Data drawn from a collection
==*==

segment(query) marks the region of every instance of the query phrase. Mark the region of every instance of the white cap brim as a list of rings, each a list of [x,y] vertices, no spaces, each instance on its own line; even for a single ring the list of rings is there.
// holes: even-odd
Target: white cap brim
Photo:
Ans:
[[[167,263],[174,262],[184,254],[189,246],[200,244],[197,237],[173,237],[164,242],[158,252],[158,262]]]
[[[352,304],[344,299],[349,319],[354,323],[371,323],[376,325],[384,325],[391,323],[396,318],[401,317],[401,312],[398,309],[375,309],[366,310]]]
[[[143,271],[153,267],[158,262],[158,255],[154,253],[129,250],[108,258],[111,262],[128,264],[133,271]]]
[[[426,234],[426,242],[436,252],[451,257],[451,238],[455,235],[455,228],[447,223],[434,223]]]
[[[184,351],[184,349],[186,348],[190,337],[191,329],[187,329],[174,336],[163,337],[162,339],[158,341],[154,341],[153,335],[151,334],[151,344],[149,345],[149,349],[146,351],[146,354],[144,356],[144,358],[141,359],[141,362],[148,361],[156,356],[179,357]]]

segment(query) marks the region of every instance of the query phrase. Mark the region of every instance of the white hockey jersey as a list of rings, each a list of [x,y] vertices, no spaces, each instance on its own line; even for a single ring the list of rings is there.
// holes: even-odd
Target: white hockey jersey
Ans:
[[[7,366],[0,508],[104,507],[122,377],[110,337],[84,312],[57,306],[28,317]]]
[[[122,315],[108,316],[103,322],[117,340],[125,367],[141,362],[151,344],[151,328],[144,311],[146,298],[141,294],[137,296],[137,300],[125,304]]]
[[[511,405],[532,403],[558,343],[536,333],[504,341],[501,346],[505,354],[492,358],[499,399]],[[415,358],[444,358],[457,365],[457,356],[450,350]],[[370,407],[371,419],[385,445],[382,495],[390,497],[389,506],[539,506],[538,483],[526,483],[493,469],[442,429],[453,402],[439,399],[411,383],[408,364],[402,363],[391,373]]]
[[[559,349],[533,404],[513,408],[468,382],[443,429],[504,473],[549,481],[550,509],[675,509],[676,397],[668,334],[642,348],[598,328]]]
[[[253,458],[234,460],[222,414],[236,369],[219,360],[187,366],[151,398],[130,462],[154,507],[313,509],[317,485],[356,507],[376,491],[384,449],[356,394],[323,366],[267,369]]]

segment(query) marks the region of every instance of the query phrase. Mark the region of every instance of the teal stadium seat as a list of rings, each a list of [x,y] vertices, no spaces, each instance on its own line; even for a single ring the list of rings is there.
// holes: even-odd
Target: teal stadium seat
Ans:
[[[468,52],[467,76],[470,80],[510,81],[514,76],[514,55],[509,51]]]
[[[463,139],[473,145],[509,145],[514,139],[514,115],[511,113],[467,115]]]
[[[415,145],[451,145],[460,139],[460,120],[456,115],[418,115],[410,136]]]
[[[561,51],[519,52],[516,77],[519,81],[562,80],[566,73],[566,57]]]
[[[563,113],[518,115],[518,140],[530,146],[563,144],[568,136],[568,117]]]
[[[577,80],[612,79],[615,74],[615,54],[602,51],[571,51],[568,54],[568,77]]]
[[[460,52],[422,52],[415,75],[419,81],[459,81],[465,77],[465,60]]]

==*==

◆ **Work to be completed**
Arrange every line of the rows above as a Markdown table with the columns Line No. and Row Text, numbering the lines in order and skipping any blank ones.

◆ **Right answer**
| Line No. | Row Text |
|---|---|
| 1 | segment(query) marks the region of every instance of the query phrase. Mark the region of every instance of the white cap brim as a list of rings, each a list of [x,y] vertices, no spaces, each instance on its own line; even for a single ring the list of rings is there. |
| 2 | // holes: even-odd |
| 3 | Target: white cap brim |
| 4 | Photo: |
| 5 | Ans: |
| 6 | [[[167,263],[174,262],[184,254],[189,246],[200,244],[197,237],[173,237],[164,242],[158,252],[158,262]]] |
| 7 | [[[352,304],[344,299],[349,319],[354,323],[371,323],[376,325],[384,325],[391,323],[396,318],[401,317],[401,312],[398,309],[375,309],[366,310]]] |
| 8 | [[[143,271],[153,267],[158,262],[158,255],[154,253],[129,250],[108,258],[111,262],[128,264],[133,271]]] |
| 9 | [[[426,234],[426,242],[436,252],[451,257],[451,238],[455,235],[455,228],[447,223],[434,223]]] |
| 10 | [[[184,351],[184,349],[186,348],[190,337],[191,329],[187,329],[174,336],[163,337],[162,339],[158,341],[154,341],[153,335],[151,334],[151,344],[149,345],[149,349],[146,351],[146,354],[144,356],[144,358],[141,359],[141,362],[148,361],[156,356],[179,357]]] |
| 11 | segment(query) marks the region of every instance of the query phrase. Mark the region of every instance of the white hockey jersey as a list of rings, each a list of [x,y] vertices, no spaces, each instance on its own line; even for a single ring the list of rings is there. |
| 12 | // holes: even-odd |
| 13 | Target: white hockey jersey |
| 14 | Ans: |
| 15 | [[[7,366],[0,508],[104,507],[122,377],[110,337],[84,312],[57,306],[28,317]]] |
| 16 | [[[122,315],[108,316],[103,322],[117,340],[125,367],[141,362],[151,344],[151,328],[144,311],[146,298],[141,294],[137,296],[137,300],[125,304]]] |
| 17 | [[[511,405],[532,403],[558,343],[536,333],[504,341],[501,346],[505,354],[492,358],[499,399]],[[415,358],[444,358],[457,365],[457,356],[450,350]],[[370,407],[371,419],[385,445],[382,495],[390,497],[389,506],[539,506],[538,483],[526,483],[493,469],[442,429],[453,402],[439,399],[411,383],[408,364],[402,363],[391,373]]] |
| 18 | [[[559,349],[533,404],[513,408],[468,382],[443,429],[504,473],[549,481],[550,509],[675,509],[676,397],[668,334],[642,348],[598,328]]] |
| 19 | [[[253,458],[234,460],[222,414],[236,369],[219,360],[187,366],[151,398],[130,462],[154,507],[313,509],[317,485],[356,507],[376,491],[384,449],[356,394],[323,366],[267,369]]] |
| 20 | segment(query) marks the region of every instance of the query phrase. Mark the region of every instance of the teal stadium seat as a list of rings, each a list of [x,y] vertices, no spaces, each instance on its own line; even for a single ring the list of rings is there. |
| 21 | // holes: even-odd |
| 22 | Target: teal stadium seat |
| 23 | Ans: |
| 24 | [[[468,52],[467,76],[470,80],[510,81],[514,76],[514,55],[509,51]]] |
| 25 | [[[463,139],[473,145],[509,145],[514,139],[514,115],[511,113],[467,115]]] |
| 26 | [[[415,145],[451,145],[460,139],[460,120],[456,115],[418,115],[410,136]]] |
| 27 | [[[561,51],[519,52],[516,77],[519,81],[562,80],[566,73],[566,57]]] |
| 28 | [[[563,113],[518,115],[518,140],[530,146],[563,144],[568,136],[568,117]]] |
| 29 | [[[577,80],[612,79],[615,74],[615,54],[602,51],[571,51],[568,54],[568,77]]] |
| 30 | [[[460,52],[422,52],[415,75],[419,81],[459,81],[465,77],[465,60]]] |